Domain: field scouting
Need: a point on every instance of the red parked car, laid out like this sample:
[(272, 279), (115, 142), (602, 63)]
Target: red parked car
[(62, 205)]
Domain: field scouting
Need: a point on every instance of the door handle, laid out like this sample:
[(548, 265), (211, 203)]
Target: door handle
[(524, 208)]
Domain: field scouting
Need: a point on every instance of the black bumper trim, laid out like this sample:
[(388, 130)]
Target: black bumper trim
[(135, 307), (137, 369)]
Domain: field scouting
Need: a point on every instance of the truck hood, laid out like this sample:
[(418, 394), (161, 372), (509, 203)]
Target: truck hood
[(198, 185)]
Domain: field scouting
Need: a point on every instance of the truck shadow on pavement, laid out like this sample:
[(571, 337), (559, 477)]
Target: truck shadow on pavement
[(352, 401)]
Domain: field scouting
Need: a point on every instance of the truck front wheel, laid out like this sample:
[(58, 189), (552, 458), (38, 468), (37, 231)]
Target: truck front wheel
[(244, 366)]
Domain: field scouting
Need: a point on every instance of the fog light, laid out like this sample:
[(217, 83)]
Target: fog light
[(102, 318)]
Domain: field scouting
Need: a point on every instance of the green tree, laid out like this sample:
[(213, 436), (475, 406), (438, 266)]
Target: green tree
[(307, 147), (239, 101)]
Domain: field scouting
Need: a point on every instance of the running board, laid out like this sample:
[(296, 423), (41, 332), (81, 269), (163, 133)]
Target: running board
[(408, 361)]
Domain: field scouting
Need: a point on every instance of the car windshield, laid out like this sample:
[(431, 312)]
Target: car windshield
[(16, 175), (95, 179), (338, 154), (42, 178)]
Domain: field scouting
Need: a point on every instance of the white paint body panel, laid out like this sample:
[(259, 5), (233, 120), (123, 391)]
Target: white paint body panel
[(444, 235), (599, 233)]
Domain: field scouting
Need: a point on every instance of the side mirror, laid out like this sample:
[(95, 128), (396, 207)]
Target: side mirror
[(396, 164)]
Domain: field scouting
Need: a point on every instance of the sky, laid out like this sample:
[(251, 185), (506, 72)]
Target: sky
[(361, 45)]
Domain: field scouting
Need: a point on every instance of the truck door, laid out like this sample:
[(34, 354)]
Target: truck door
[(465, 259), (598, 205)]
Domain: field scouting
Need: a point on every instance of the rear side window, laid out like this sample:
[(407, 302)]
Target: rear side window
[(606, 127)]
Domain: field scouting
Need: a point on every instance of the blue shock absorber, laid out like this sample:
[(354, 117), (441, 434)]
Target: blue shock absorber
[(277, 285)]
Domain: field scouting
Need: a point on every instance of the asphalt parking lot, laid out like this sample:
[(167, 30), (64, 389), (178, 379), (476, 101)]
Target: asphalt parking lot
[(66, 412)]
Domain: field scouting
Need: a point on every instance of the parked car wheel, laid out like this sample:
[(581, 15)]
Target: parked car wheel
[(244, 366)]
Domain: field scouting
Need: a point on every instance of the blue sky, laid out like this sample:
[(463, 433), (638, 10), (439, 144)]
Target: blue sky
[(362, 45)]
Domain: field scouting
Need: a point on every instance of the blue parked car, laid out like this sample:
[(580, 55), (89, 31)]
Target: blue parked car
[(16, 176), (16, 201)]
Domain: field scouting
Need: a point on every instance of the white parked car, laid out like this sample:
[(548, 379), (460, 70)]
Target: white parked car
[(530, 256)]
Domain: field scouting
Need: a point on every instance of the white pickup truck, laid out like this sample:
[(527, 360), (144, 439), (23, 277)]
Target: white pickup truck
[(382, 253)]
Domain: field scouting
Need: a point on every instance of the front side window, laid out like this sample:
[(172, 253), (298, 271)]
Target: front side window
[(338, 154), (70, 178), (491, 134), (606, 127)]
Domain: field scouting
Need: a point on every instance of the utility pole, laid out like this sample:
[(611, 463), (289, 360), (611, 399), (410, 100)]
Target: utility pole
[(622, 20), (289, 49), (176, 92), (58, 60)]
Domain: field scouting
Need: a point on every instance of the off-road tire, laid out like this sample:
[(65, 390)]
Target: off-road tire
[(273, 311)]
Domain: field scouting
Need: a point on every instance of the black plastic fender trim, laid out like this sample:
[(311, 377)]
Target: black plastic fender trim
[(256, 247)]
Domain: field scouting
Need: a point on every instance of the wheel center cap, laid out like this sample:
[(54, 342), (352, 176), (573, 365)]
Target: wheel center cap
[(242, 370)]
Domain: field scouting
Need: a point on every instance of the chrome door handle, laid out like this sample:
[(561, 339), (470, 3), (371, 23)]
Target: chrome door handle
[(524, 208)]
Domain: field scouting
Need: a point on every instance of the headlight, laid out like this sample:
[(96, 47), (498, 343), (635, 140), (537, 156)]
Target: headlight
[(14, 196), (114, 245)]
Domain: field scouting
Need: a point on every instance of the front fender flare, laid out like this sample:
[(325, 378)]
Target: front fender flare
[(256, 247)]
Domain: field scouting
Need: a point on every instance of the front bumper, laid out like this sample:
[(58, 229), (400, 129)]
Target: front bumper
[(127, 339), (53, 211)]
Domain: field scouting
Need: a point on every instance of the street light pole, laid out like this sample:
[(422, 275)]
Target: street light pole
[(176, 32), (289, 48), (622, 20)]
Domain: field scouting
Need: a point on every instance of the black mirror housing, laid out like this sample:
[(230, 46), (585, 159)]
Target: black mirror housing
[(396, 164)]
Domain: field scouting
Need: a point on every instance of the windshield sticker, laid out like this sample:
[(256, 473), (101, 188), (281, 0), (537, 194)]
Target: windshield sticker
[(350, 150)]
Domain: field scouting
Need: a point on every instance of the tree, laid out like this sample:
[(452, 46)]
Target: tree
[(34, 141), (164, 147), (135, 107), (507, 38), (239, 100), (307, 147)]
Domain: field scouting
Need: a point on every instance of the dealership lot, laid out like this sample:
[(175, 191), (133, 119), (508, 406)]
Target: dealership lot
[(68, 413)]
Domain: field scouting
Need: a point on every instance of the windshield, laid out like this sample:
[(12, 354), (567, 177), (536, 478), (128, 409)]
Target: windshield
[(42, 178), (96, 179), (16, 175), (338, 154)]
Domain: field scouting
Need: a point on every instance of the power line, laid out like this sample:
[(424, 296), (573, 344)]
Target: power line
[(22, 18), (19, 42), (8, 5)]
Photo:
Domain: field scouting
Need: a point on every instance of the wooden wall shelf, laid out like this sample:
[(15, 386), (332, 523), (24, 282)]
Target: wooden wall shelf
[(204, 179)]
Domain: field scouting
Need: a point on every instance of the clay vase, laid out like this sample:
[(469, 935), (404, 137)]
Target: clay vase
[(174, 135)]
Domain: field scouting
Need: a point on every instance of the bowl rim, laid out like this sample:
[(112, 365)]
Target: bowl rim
########
**Problem details**:
After locating the line holding "Need: a point on every instance of the black mirror" above, output exactly that line and every line after it through the line holding "Need: a point on every instance of the windshield sticker, laid". Include nothing else.

**Reply**:
Need: a point on every instance of the black mirror housing, laid out like this sample:
[(230, 46), (585, 159)]
Target: black mirror housing
[(396, 164)]
Domain: field scouting
Need: a point on every instance of the windshield sticker, laid out like this sample:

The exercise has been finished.